## Fragmento dado:
-*-

Habla el médico Werner Vogt. Dice que esta ceremonia “destruye una consigna austríaca secreta según la cual hay que olvidar a los asesinos, perdonar a los miles de confidentes silenciosos y denigrar y ocultar a los sobrevivientes”. Habla el psiquiatra infantil Ernst Berger. Condena el biologismo y el utilitarismo (ver recuadro).
Habla el presidente austríaco, Dr. Thomas Klestil. Dice que este funeral es “demasiado tardío” y promete “mantener siempre presente esta oscura época de nuestra historia”. Espera que los culpables sean castigados “dentro del marco de la ley”.

-*-

## Registros seleccionados:
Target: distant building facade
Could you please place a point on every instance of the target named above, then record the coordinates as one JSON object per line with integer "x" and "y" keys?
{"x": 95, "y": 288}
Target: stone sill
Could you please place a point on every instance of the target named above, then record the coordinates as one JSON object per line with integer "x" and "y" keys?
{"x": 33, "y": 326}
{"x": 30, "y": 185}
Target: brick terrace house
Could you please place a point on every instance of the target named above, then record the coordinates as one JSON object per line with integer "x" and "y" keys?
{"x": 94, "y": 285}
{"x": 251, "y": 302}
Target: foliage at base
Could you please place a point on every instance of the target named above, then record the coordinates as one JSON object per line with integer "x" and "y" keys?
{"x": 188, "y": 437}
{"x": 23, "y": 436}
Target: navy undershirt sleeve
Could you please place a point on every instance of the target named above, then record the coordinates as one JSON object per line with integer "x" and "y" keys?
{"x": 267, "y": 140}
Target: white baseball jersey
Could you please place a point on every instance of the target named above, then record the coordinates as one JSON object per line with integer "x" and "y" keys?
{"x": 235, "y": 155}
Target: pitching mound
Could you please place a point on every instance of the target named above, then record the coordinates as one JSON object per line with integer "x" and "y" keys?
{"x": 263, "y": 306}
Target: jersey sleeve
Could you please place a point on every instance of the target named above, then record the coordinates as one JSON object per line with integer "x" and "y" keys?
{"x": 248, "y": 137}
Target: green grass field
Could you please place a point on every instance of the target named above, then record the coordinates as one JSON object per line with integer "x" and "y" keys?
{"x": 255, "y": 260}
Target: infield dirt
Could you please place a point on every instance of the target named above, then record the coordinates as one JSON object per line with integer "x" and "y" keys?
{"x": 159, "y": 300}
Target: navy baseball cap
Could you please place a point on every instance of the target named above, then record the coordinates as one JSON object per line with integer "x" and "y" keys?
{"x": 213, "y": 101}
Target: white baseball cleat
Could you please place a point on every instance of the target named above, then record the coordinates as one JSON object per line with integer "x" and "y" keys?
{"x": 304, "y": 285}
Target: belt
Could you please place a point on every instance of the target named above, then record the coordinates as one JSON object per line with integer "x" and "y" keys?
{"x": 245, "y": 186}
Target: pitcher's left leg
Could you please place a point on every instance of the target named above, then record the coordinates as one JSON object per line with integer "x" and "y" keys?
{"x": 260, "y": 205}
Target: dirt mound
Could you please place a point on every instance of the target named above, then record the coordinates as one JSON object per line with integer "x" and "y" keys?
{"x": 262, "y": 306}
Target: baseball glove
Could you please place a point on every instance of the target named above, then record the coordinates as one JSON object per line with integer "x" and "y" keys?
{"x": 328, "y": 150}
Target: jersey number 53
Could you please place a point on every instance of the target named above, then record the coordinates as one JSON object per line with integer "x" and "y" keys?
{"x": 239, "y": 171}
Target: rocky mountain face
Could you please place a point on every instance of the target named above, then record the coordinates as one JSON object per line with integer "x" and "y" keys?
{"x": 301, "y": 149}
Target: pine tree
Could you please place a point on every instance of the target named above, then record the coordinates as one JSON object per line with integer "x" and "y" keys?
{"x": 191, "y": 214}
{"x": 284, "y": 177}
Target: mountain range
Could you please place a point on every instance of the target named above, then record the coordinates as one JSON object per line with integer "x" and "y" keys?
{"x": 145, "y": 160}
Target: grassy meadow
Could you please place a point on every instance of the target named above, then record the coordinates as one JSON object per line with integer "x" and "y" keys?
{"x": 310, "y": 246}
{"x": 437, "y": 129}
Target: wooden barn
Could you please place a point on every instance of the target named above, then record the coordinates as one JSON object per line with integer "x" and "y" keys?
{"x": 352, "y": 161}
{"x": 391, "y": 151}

-*-

## Tu objetivo:
Prosigue el fragmento sobre la ceremonia fúnebre en Austria a partir de su última oración. Estos registros provienen de una fuente distinta.

## Tu respuesta:
Habla el novelista austríaco Robert Schindler. Recuerda a Antígona y señala que los niños fueron también víctimas de la vieja reticencia austríaca a enfrentar su derrota moral, su complicidad con el nazismo. Soy cómplice del nazismo. Soy un excedente de la fiesta menemista. Soy el infectado. Soy el esquizo. En mis oídos sordos, graznan los cuervos. Dicen: nunca más.